* **Request A**: In the article below on building an analytics stack with Python, Parquet, and DuckDB, which ecosystem was Parquet originally created for?
* **Request B**: Carry on the article about the Python, Parquet, and DuckDB analytics stack, starting right after its last sentence.

[START OF Excerpt provided]

Building Your Modern Data Analytics Stack with Python, Parquet, and DuckDB

Modern data analytics doesn’t have to be complex. Learn how Python, Parquet, and DuckDB work together in practice.



Building Your Modern Data Analytics Stack with Python, Parquet, and DuckDB
Image by Author

 

Introduction

 
Data analytics has changed in recent years. The traditional approach of loading everything into a relational database and running SQL queries still works, but it is often overkill for some analytical workloads. Storing data in Parquet files and querying them directly with DuckDB is faster, simpler, and more effective.

In this article, I will show you how to build a data analytics stack in Python that uses DuckDB to query data stored in Parquet files. We will work with a sample dataset, explore how each component works, and understand why this approach can be useful for your data science projects.

You can find the code on GitHub.

 

Prerequisites

 
Before we start, make sure you have:

  • Python 3.10 or a later version installed
  • An understanding of SQL basics and pandas DataFrame operations
  • Familiarity with data analysis concepts

Also install the required libraries:

pip install duckdb pandas pyarrow numpy faker

 

Understanding the Recommended Data Analytics Stack

 
Let's start by understanding what each component does and why they work well together.

Parquet is a columnar storage format originally created for the Hadoop ecosystem. Unlike row-based formats like CSV where each line is a complete record, Parquet organizes data by columns. This might seem like a small difference, but it has huge implications for analytics.

When you run a query that only needs three columns from a table with fifty columns, Parquet lets you read only those three columns. With CSV, you have to read every row completely and then throw away the 47 columns you do not need. This makes Parquet faster for typical analytical queries. Additionally, columnar storage compresses well because values in the same column tend to be similar.

DuckDB is an embedded analytical database. While SQLite is optimized for transactional workloads requiring many small reads and writes, DuckDB is designed specifically for analytical queries that require scanning large amounts of data, aggregations, and joins. The embedded part means it runs inside your Python process, so there is no separate database server to install or manage.

What makes DuckDB special for analytics is that it can query Parquet files directly. You do not need to import data into the database first. Point DuckDB at a Parquet file, write SQL, and it reads only what it needs. This "query in place" capability is what makes the whole stack useful.

You can use this in your Python development environment. You store data in Parquet files, pandas handles data manipulation, DuckDB executes analytical queries, and the entire Python ecosystem is available for visualization, machine learning, and automation.

[END OF Excerpt provided]
[START OF Data listing]

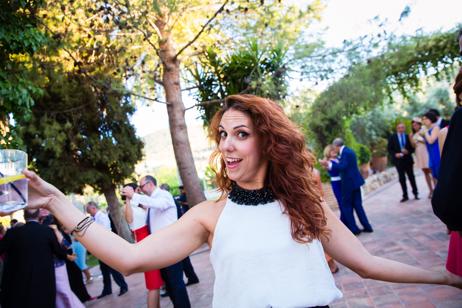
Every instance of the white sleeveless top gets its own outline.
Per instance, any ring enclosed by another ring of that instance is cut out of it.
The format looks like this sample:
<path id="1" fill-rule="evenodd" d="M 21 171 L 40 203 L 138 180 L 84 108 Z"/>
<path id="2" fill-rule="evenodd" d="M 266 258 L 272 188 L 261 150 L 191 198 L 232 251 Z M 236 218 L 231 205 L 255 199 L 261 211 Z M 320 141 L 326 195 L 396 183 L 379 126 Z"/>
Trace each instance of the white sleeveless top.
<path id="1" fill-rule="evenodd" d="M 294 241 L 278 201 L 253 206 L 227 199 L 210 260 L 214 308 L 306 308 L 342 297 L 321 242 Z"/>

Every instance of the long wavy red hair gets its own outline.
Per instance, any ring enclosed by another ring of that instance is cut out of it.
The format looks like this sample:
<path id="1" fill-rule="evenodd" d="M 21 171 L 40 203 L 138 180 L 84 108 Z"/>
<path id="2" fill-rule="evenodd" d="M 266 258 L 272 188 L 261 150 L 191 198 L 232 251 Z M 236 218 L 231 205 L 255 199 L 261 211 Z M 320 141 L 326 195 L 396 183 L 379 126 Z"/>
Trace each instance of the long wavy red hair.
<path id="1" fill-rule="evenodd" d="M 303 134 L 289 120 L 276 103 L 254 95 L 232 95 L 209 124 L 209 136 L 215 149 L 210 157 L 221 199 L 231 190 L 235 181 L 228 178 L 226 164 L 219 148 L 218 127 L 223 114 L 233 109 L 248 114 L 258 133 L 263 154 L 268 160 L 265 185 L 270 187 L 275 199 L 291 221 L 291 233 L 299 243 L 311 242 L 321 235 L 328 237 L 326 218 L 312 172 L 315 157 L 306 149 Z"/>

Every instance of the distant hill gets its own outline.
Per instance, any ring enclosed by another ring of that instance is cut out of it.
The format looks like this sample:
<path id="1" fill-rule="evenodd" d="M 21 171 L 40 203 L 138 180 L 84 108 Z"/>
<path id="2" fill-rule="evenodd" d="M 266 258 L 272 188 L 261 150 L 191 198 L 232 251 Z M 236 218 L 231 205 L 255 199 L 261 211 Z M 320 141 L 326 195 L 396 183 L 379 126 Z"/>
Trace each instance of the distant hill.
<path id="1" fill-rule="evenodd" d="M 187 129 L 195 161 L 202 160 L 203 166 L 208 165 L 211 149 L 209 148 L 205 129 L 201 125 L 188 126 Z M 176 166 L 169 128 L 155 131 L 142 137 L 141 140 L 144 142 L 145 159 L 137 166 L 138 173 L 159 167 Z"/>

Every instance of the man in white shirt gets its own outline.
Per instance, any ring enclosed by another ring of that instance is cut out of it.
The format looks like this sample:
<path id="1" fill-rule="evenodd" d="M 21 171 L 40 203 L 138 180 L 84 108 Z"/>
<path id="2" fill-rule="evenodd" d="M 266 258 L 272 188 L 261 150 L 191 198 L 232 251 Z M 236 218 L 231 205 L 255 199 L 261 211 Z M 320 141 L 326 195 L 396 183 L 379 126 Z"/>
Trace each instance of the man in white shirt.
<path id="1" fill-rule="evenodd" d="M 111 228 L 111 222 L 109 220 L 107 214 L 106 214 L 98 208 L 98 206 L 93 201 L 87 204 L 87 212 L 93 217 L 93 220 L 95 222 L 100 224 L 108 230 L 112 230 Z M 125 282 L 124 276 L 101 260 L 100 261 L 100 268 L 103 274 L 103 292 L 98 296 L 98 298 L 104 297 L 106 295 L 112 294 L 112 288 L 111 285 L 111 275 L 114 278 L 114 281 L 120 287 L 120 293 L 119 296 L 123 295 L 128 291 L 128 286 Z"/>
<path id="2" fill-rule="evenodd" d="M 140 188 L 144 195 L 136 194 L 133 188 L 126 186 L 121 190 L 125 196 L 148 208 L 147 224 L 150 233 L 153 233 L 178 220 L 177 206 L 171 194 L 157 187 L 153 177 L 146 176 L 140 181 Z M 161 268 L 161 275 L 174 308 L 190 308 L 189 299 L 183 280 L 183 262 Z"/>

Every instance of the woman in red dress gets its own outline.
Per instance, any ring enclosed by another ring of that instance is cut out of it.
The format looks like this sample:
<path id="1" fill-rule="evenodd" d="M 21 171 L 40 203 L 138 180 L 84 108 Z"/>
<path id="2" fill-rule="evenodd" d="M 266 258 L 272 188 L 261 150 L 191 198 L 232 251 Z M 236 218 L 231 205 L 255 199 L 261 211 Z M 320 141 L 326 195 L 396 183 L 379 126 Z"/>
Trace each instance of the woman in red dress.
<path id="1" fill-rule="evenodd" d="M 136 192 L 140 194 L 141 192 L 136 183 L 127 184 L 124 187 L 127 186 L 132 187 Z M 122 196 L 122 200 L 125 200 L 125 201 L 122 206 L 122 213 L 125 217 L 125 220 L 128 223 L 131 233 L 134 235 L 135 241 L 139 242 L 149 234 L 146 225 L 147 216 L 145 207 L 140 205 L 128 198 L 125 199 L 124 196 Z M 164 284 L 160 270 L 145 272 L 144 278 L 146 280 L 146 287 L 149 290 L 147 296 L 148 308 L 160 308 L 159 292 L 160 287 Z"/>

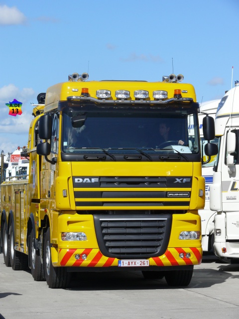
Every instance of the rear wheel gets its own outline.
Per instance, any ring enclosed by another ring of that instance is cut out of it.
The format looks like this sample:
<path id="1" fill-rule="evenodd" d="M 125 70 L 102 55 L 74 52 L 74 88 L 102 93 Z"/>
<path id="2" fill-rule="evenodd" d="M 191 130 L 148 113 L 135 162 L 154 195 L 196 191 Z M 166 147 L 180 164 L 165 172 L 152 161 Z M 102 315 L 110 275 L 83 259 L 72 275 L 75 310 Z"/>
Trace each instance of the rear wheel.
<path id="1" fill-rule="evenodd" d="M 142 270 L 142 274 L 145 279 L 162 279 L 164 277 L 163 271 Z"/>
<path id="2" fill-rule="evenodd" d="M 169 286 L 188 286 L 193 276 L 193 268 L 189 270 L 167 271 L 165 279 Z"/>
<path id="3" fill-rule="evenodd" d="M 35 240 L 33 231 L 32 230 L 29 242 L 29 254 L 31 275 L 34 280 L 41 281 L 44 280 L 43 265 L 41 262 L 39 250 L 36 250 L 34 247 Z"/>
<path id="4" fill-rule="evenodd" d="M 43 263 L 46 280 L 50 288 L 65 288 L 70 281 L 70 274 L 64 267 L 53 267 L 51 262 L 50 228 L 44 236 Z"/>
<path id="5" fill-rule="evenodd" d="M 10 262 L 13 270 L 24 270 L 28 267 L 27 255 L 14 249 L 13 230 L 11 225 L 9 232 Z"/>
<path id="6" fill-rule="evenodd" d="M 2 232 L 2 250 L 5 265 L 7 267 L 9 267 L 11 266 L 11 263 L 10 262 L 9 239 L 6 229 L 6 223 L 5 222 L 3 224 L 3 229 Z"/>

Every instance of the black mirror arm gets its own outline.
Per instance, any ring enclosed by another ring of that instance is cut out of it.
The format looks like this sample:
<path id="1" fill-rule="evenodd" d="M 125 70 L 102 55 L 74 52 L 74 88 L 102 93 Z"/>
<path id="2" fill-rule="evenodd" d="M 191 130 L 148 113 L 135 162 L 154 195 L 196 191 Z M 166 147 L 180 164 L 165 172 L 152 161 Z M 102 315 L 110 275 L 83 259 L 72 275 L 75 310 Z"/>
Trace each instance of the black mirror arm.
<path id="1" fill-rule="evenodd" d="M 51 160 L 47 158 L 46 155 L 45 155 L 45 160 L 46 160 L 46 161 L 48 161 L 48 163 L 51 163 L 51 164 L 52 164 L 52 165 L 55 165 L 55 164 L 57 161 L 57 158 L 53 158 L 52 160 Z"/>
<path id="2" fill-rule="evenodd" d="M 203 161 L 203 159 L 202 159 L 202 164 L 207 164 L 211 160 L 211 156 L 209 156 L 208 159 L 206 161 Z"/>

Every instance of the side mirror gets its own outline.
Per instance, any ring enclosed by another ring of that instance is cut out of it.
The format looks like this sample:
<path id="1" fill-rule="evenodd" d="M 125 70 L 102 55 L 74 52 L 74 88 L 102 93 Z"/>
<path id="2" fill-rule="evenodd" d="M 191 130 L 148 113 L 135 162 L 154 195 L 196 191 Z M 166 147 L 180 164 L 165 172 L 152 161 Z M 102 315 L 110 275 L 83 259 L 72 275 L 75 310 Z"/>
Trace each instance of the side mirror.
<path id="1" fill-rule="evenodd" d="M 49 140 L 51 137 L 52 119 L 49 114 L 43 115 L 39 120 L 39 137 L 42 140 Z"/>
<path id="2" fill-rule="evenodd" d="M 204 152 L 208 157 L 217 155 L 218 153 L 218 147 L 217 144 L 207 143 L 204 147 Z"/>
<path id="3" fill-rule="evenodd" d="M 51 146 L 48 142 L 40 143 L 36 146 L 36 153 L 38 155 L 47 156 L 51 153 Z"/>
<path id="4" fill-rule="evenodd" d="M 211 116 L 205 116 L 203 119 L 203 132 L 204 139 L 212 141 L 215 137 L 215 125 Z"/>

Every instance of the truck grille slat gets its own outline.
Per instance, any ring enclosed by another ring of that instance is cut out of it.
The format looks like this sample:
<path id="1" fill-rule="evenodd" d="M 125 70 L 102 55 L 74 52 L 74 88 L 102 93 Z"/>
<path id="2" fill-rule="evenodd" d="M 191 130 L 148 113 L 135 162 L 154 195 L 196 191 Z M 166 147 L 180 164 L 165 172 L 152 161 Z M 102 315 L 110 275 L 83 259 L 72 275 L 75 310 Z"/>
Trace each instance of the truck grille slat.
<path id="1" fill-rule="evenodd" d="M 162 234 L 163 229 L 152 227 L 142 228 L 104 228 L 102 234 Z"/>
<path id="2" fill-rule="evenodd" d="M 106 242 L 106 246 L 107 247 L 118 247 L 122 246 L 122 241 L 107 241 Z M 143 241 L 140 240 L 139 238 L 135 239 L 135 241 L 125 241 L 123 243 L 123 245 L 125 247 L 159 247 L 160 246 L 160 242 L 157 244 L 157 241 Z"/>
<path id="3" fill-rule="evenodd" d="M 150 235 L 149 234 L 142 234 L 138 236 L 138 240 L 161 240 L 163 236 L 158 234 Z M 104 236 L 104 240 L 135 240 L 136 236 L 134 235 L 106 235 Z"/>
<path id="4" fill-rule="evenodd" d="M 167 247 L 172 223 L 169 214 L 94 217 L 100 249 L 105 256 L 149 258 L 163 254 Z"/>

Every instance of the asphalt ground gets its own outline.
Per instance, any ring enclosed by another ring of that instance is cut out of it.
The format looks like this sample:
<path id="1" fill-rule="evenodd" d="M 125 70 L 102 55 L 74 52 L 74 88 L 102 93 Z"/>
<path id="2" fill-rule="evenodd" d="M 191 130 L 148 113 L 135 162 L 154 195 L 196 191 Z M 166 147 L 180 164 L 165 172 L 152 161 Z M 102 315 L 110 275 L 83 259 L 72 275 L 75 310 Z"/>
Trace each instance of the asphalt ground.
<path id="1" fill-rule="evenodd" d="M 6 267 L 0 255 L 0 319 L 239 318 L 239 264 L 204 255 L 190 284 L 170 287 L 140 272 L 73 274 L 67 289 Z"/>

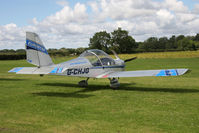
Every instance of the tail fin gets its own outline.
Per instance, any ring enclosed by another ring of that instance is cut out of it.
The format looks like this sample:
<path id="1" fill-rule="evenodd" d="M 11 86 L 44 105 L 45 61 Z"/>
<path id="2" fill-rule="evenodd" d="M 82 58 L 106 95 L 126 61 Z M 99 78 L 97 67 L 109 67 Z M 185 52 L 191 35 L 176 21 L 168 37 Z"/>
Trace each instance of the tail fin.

[END OF Data listing]

* **Task answer A**: The Hadoop ecosystem.

* **Task answer B**:
 

Creating a Sample Dataset

 
We will use an e-commerce dataset. You can use the data_generator.py script to generate the sample dataset or follow this notebook.

The dataset includes customers who place orders, orders that contain multiple items, and products with categories and pricing.

The data has referential integrity. Every order references a valid customer, and every order item references both a valid order and product. This lets us perform meaningful joins and aggregations.

 

Saving Data to a Parquet File

 
Before we save our data, let's understand why Parquet is effective for analytics. We have already discussed the advantages of columnar storage formats like Parquet, but let's go over it again, this time in greater detail.

In a CSV file, data is stored row by row. If you have a million rows with 50 columns each, and you want to analyze just one column, you still need to read all 50 million values to skip past the columns you do not need. This is wasteful.

Parquet, as we now know, stores data column by column. All values for one column are stored together. When you query one column, you read exactly that column and nothing else. For analytical queries that typically touch a small number of columns, this is much faster.

Columnar storage also compresses better. Values in the same column tend to be similar — they usually are all integers, all dates, or all from the same categorical set. Compression algorithms work much better on similar data than random data.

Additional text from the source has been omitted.